Task goal
Could you give the data that follows again exactly, without its pictures?

Data records
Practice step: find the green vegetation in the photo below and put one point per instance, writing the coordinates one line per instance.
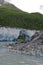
(21, 37)
(13, 17)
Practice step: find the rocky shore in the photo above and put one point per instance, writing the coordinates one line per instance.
(33, 47)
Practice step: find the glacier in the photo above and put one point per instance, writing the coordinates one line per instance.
(11, 34)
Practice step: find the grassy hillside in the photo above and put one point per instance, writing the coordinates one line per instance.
(13, 17)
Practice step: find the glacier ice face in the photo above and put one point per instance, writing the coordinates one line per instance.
(9, 34)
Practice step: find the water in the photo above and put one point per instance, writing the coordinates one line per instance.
(12, 58)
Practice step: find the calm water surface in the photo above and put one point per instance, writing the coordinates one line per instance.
(12, 58)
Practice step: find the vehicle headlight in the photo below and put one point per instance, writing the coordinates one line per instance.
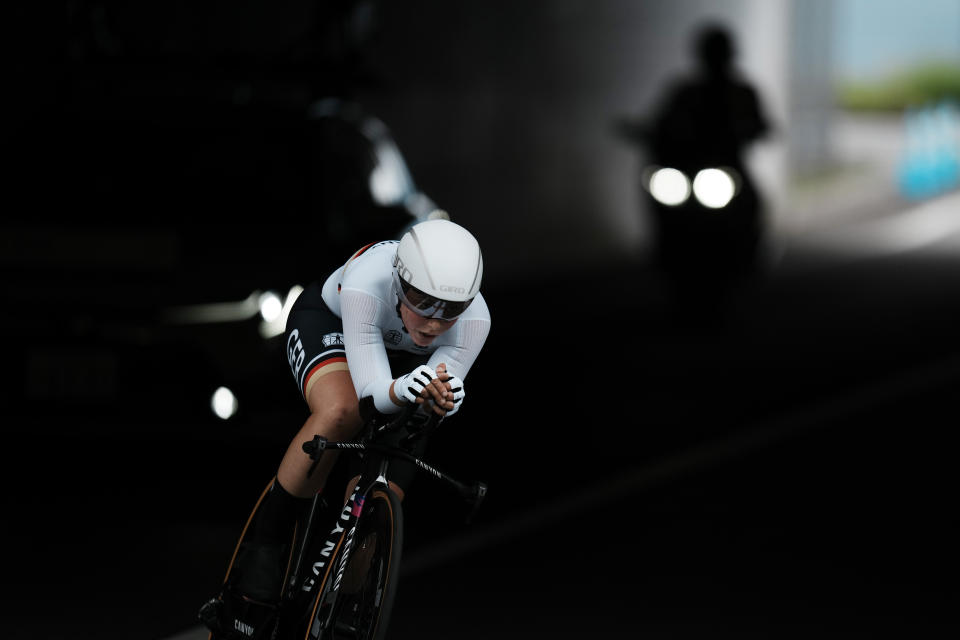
(714, 188)
(669, 186)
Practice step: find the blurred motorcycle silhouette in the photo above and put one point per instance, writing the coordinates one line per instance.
(706, 213)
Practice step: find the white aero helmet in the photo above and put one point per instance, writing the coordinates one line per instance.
(438, 268)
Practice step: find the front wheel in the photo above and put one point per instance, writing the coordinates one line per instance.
(357, 596)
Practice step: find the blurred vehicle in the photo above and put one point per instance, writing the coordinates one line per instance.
(706, 213)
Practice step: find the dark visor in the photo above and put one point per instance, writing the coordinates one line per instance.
(426, 305)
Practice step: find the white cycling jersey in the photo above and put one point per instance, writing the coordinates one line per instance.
(361, 294)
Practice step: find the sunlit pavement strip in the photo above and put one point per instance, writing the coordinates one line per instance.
(698, 458)
(916, 227)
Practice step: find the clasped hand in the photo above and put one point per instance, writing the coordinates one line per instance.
(443, 391)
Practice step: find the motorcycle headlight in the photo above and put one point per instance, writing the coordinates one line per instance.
(715, 188)
(669, 186)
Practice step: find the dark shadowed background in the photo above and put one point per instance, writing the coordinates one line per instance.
(668, 456)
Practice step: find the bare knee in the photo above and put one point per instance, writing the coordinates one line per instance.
(336, 420)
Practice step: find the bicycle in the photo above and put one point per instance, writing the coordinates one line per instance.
(343, 585)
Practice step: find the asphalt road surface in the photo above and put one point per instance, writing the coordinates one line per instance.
(778, 466)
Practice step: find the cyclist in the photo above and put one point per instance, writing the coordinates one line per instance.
(401, 321)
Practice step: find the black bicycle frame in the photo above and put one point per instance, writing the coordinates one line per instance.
(344, 528)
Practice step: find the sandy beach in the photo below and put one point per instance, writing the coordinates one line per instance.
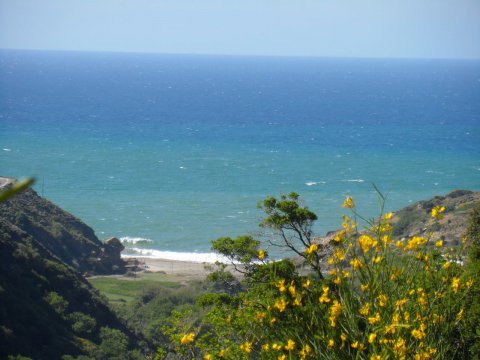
(181, 269)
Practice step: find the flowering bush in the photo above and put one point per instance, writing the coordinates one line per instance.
(375, 298)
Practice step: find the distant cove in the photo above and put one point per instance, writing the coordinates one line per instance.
(178, 150)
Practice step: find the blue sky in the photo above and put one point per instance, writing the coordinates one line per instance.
(350, 28)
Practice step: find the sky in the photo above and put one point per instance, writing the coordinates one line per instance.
(339, 28)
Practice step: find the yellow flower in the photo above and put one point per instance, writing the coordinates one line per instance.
(292, 289)
(437, 211)
(281, 285)
(306, 284)
(365, 242)
(374, 319)
(335, 311)
(388, 216)
(455, 284)
(276, 346)
(339, 254)
(305, 352)
(382, 300)
(348, 202)
(311, 249)
(187, 338)
(365, 309)
(339, 236)
(356, 264)
(460, 315)
(290, 345)
(401, 302)
(415, 242)
(259, 316)
(469, 283)
(418, 334)
(246, 347)
(281, 305)
(324, 298)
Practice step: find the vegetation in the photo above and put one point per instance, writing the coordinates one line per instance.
(376, 298)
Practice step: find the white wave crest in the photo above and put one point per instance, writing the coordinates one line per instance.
(313, 183)
(134, 240)
(172, 255)
(354, 180)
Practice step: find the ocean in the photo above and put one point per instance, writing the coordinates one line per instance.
(169, 152)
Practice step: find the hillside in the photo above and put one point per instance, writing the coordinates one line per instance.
(62, 234)
(47, 308)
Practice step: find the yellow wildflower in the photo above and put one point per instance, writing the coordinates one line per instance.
(356, 264)
(276, 346)
(382, 300)
(281, 304)
(281, 285)
(460, 315)
(401, 302)
(348, 203)
(388, 216)
(292, 289)
(335, 311)
(469, 283)
(455, 284)
(415, 242)
(305, 352)
(187, 338)
(437, 212)
(260, 315)
(339, 236)
(365, 309)
(306, 284)
(311, 249)
(324, 298)
(374, 319)
(365, 242)
(290, 345)
(418, 334)
(246, 347)
(339, 254)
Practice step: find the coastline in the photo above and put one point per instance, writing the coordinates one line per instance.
(179, 269)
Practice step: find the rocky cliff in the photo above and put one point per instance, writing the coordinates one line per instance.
(61, 233)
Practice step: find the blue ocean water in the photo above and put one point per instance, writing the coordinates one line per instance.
(177, 150)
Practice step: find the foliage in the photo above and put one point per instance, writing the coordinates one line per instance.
(381, 299)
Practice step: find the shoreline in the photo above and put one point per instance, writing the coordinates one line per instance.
(180, 269)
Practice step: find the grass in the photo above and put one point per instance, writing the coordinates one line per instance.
(126, 289)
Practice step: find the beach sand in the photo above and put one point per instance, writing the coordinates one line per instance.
(182, 270)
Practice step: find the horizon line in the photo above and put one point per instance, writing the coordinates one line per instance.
(241, 55)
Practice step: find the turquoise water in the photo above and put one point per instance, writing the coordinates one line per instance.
(177, 150)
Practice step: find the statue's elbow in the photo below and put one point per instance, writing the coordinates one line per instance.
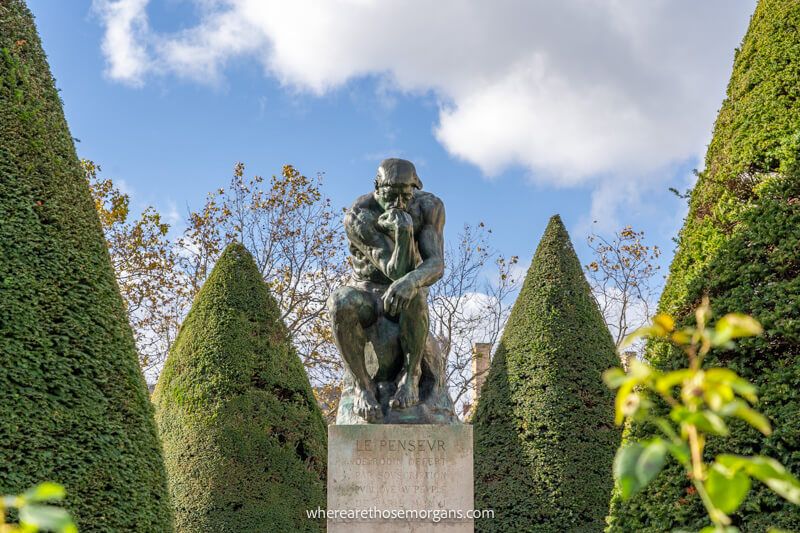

Output of the exercise
Practice step: find the green vegetation in the photo below and put one point per instance, writing the coordinates one line per instance.
(21, 37)
(13, 17)
Practice step: find the rocky shore in the photo above and put one point per instance, writing the coordinates one line per instance.
(33, 47)
Practice step: find the glacier in the photo above and put one point per instance, writing the coordinates one line per instance.
(11, 34)
Practice step: find the grassy hillside in the photo above and put one point per instance, writing the coordinates one line per instance.
(13, 17)
Practice step: find the glacier ice face in the photo above and put one point per instance, writing the coordinates one line per instance.
(9, 34)
Practice step: find the water in the photo above and put one point per instance, writing the coordinates one line per instance.
(12, 58)
Practice step: find the calm water surface in the photo above and put one point per instance, writing the coordinates one line per instance.
(12, 58)
Practice step: find the vehicle headlight in the photo below and put one point per instance, writing the coordinates one line per instance.
(714, 188)
(669, 186)
Practice step: find the blurred motorcycle silhouette in the photo above and put one point per instance, writing the coordinates one line per instance.
(706, 213)
Practice step: find the white aero helmet in the photo above and put one point per instance, writing the coordinates one line per instance.
(438, 268)
Practice step: find the front wheel in the photo above and put one point per instance, writing the coordinates one line per instance.
(357, 596)
Practice step: find the blurred vehicle in the photo above and put one point per instance, writing the coordinates one line per instance.
(706, 213)
Practice step: find the dark visor in the photo above and put one point per instance, writing the coordinates one line per instance.
(426, 305)
Practice step: find the white cycling jersey in the photo above and put one point per instance, writing the coordinates one line per instance.
(361, 294)
Practice step: find the sunlit pavement strip in the photo above and put one point per instance, writing the coordinates one line per instance.
(698, 458)
(916, 227)
Practice step: find the clasped hand in the photo above and put one point per instance, writing the coordinates one line per instance.
(443, 391)
Practice step: find the motorcycle headlight in the photo above and put one point per instance, writing the coordinates one line per instance.
(715, 188)
(669, 186)
Practice step: find the dark shadowed background in the photo above and put one point per instance, writing the coordinates one line per instance.
(668, 456)
Practice step: find the bare knee in the photo above and put one point per instance, writing the coordinates one line per instance.
(336, 420)
Practice step: find the bicycle in the photo above and put one point per instance, writing the coordinates one line per instance.
(343, 585)
Practice step: find the asphalt road surface in the photo above and put one point per instance, writing the coordinates one line per instance.
(778, 466)
Practice step: find the cyclist in the photo above and put one point per instance, writing the coordinates one line per instance.
(401, 321)
Practice step: find the black bicycle frame in the photo above and put one point per instance, writing the coordinates one line per instance.
(344, 528)
Practice step: find the sandy beach in the photo below and put one point per instance, writing the coordinates one line per instance.
(181, 269)
Practice step: find the flowering bush in the photo above and put one point per instance, writing the coordinates one line per instance.
(375, 298)
Practice step: find the distant cove in the photo above and put one point per instance, writing the coordinates one line per instance.
(178, 150)
Practice step: find the blue sky in the photo above and put one point per instance, writing the coordinates one line per instance.
(350, 28)
Practice step: find the sky in the photo above and put one point per instance, writing the coordinates one line per instance.
(339, 28)
Practice step: find the yellow flower in the photo above and put one point per instance, writing the coordinates one line per instance.
(292, 289)
(437, 211)
(281, 285)
(306, 284)
(365, 242)
(374, 319)
(335, 311)
(388, 216)
(455, 284)
(276, 346)
(339, 254)
(305, 352)
(382, 300)
(348, 202)
(311, 249)
(187, 338)
(365, 309)
(339, 236)
(356, 264)
(460, 315)
(290, 345)
(401, 302)
(415, 242)
(259, 316)
(469, 283)
(418, 334)
(246, 347)
(281, 305)
(324, 298)
Practice step: find the vegetation in the photo above and put one point per instance, writing the coordinates one line per instance.
(376, 298)
Practice step: find the white wave crest in the photo above and put one point per instance, writing the coordinates one line per instance.
(313, 183)
(134, 240)
(172, 255)
(354, 180)
Practice step: find the ocean in the photo above and put one point per instance, writing the coordinates one line per instance.
(169, 152)
Practice step: find the hillside in the photo above and put one point per instance, writing the coordinates one line per instance.
(62, 234)
(47, 308)
Practice step: find the yellow wildflower in the photo above and put one point per instance, writing the coordinates one line per instance.
(356, 264)
(276, 346)
(382, 300)
(281, 304)
(281, 285)
(460, 315)
(401, 302)
(348, 203)
(388, 216)
(292, 289)
(335, 311)
(469, 283)
(455, 284)
(415, 242)
(305, 352)
(187, 338)
(437, 212)
(260, 315)
(339, 236)
(365, 309)
(306, 284)
(311, 249)
(324, 298)
(374, 319)
(365, 242)
(290, 345)
(418, 334)
(246, 347)
(339, 254)
Practice step: find the coastline in the photo above and put one point per instance, writing the coordinates one line per instance.
(179, 269)
Practice step: find the rocky cliff in the photo above and put one point per instance, writing the coordinates one line per instance.
(61, 233)
Practice step: find the blue ocean water in the photo above and put one point per instance, writing the coordinates one line per instance.
(177, 150)
Practice step: find the foliage in the photo above and put one point per instance, writing the coordinates one line per instance.
(381, 299)
Practice step: find the shoreline in the photo above and put one point per instance, writing the coordinates one line per instance.
(180, 269)
Practice step: find the grass in the photo above and put one point per instance, writing the coordinates one line per instance.
(126, 289)
Practice step: find the beach sand in the photo above and put one point per instance, writing the coordinates one line per instance.
(182, 270)
Practice step: find the horizon line in the photo above and put one point per instance, writing the coordinates one line per instance.
(241, 55)
Practice step: find the turquoise water in the photo above and put one point per instance, writing the coordinates one line per instance.
(177, 150)
Practice step: find the statue's elbow in the photo below and put one point per instance, writing the coordinates one line per instance.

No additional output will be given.